Find the line containing "positive clicks: (389, 704) (267, 623)" in the entries below. Restate it and each line after it, word for word, up to and including the line containing "negative clicks: (576, 631) (419, 483)".

[Stored records]
---------------

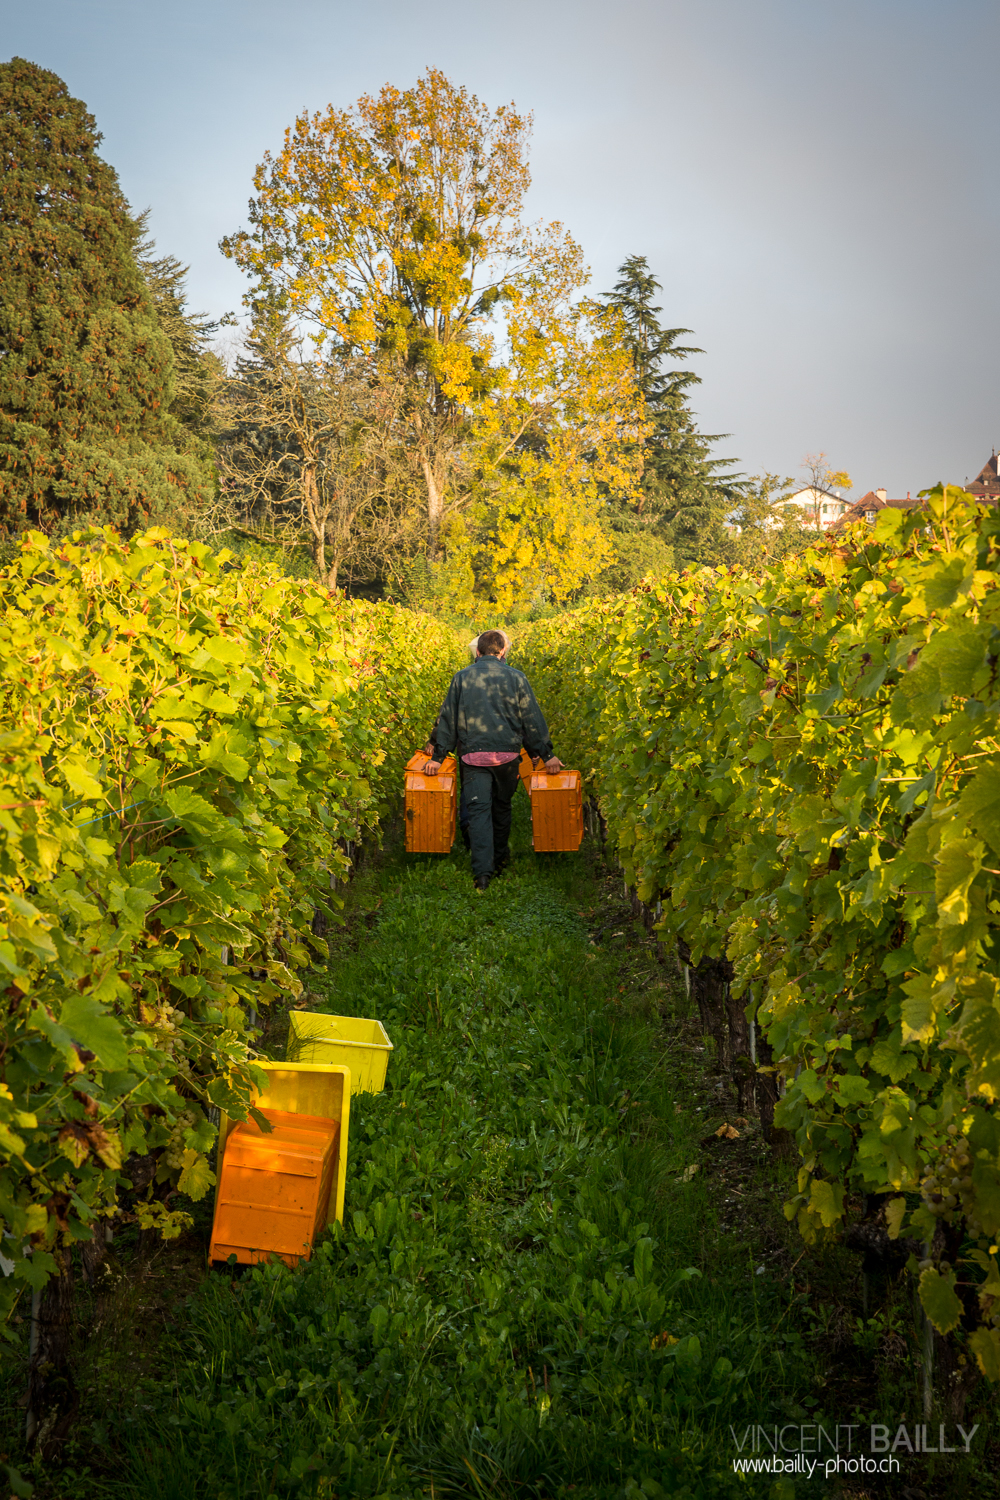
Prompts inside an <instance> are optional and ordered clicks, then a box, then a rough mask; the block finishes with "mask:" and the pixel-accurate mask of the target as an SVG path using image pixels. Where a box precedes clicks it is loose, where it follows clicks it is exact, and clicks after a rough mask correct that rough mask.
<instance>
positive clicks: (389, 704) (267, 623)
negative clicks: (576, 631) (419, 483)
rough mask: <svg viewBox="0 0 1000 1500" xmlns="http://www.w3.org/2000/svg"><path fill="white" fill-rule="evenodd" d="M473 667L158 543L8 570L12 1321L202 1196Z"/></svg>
mask: <svg viewBox="0 0 1000 1500" xmlns="http://www.w3.org/2000/svg"><path fill="white" fill-rule="evenodd" d="M459 661H460V642H459V640H457V637H456V636H454V633H453V631H450V630H448V628H445V627H444V625H441V624H438V622H436V621H433V619H429V618H426V616H420V615H415V613H414V612H411V610H405V609H397V607H394V606H390V604H366V603H358V601H343V600H339V598H331V595H330V594H328V592H327V591H325V589H322V588H319V586H316V585H312V583H303V582H298V580H288V579H279V580H274V579H273V577H267V576H264V574H262V573H259V571H255V570H253V568H252V567H250V568H244V570H238V568H232V567H231V561H229V559H226V555H225V553H220V555H219V556H213V555H211V553H210V552H208V549H205V547H202V546H199V544H187V543H180V541H177V540H172V541H171V540H169V537H168V534H166V532H162V531H159V532H157V531H151V532H148V534H147V535H144V537H139V538H138V540H135V541H132V543H127V544H126V543H121V541H118V540H117V537H114V534H112V532H106V534H105V532H91V534H88V535H85V537H81V538H78V540H76V541H75V543H72V544H61V546H58V547H55V546H52V544H49V541H48V540H46V538H45V537H42V535H37V534H36V535H34V537H33V538H31V540H30V544H28V546H27V547H25V550H24V553H22V556H21V559H19V561H18V562H16V564H15V565H12V567H9V568H7V570H6V571H4V573H0V681H1V682H3V687H1V688H0V693H1V703H3V727H1V732H0V763H1V768H3V771H1V777H0V781H1V793H3V795H0V996H1V1002H3V1008H4V1014H3V1034H1V1046H3V1050H1V1055H0V1056H1V1062H0V1154H1V1155H3V1173H1V1175H0V1217H1V1218H3V1220H4V1223H6V1230H7V1233H6V1239H4V1247H3V1257H4V1271H7V1275H4V1277H3V1278H0V1326H3V1323H4V1322H6V1317H7V1316H9V1313H10V1308H12V1305H13V1304H15V1302H16V1299H18V1298H19V1295H21V1293H22V1292H24V1287H25V1284H30V1286H33V1287H40V1286H42V1284H43V1283H45V1281H46V1280H48V1278H49V1277H51V1275H52V1274H55V1272H61V1271H63V1269H66V1266H67V1265H69V1260H67V1257H69V1254H70V1245H72V1242H73V1241H81V1242H85V1244H87V1245H91V1244H93V1236H94V1233H97V1238H100V1236H102V1233H103V1226H105V1223H106V1220H108V1218H109V1217H111V1215H112V1214H114V1212H115V1209H117V1208H120V1206H121V1202H132V1199H133V1200H135V1202H133V1203H132V1212H133V1214H135V1217H136V1218H138V1223H139V1224H142V1226H144V1227H147V1229H156V1230H159V1232H160V1233H165V1235H166V1236H169V1235H172V1233H178V1232H180V1229H181V1224H183V1215H181V1214H178V1211H177V1209H174V1208H171V1203H169V1193H171V1190H172V1188H174V1187H178V1188H180V1190H181V1191H183V1193H184V1194H187V1196H189V1197H193V1199H199V1197H202V1196H204V1194H205V1193H207V1191H208V1190H210V1187H211V1185H213V1182H214V1176H213V1173H211V1170H210V1163H208V1154H210V1151H211V1146H213V1143H214V1136H216V1130H214V1125H213V1124H211V1118H213V1110H225V1112H228V1113H231V1115H237V1116H244V1115H246V1107H247V1104H249V1098H250V1089H252V1085H253V1080H255V1070H253V1064H252V1035H250V1034H249V1031H247V1028H249V1022H250V1019H252V1016H253V1013H255V1011H256V1008H259V1007H261V1005H267V1004H270V1002H273V1001H276V999H279V998H280V996H286V995H288V993H289V992H291V993H297V992H298V989H300V981H298V978H297V975H295V969H297V968H301V966H306V965H307V963H309V962H310V957H312V956H319V957H322V956H324V954H325V944H324V941H322V939H319V938H316V936H315V935H313V918H315V913H316V910H319V912H325V913H328V915H333V907H336V904H337V898H336V892H334V883H336V877H337V874H339V873H342V871H343V870H345V868H346V862H348V861H346V855H345V853H343V844H345V843H346V841H349V840H355V838H358V837H360V835H361V834H363V832H366V831H367V832H369V835H372V832H373V831H375V829H376V826H378V819H379V813H381V811H384V808H385V805H387V801H388V798H390V795H391V796H393V799H394V798H396V795H397V780H399V765H400V763H402V762H403V760H405V759H406V756H408V754H409V751H411V748H412V744H414V742H415V741H418V739H421V738H423V736H424V735H426V733H427V727H429V724H432V723H433V717H435V712H436V709H438V705H439V702H441V699H442V696H444V690H445V687H447V682H448V679H450V675H451V672H453V670H454V667H456V666H457V664H459ZM150 1163H151V1164H153V1167H154V1181H153V1182H151V1184H142V1188H144V1190H145V1188H148V1190H151V1191H144V1193H142V1194H139V1193H138V1191H136V1193H132V1197H129V1196H127V1194H129V1193H130V1190H135V1188H138V1187H139V1184H138V1182H135V1181H133V1178H132V1176H130V1175H129V1173H130V1172H135V1170H136V1167H138V1169H139V1170H141V1169H142V1167H144V1166H148V1164H150ZM123 1194H124V1196H126V1197H124V1199H123Z"/></svg>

---------------

> [The answer]:
positive clicks: (389, 704) (267, 623)
negative clicks: (576, 631) (419, 483)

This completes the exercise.